- Written exercise
Can you retype each of the entries below line for line, without changing a single character?

* begin *

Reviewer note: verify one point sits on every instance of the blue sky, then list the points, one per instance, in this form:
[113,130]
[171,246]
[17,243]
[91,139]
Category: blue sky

* end *

- Task result
Reviewer note: verify one point sits on every instance of the blue sky, then list the points, one per instance, in this form:
[113,130]
[171,246]
[17,243]
[91,139]
Category: blue sky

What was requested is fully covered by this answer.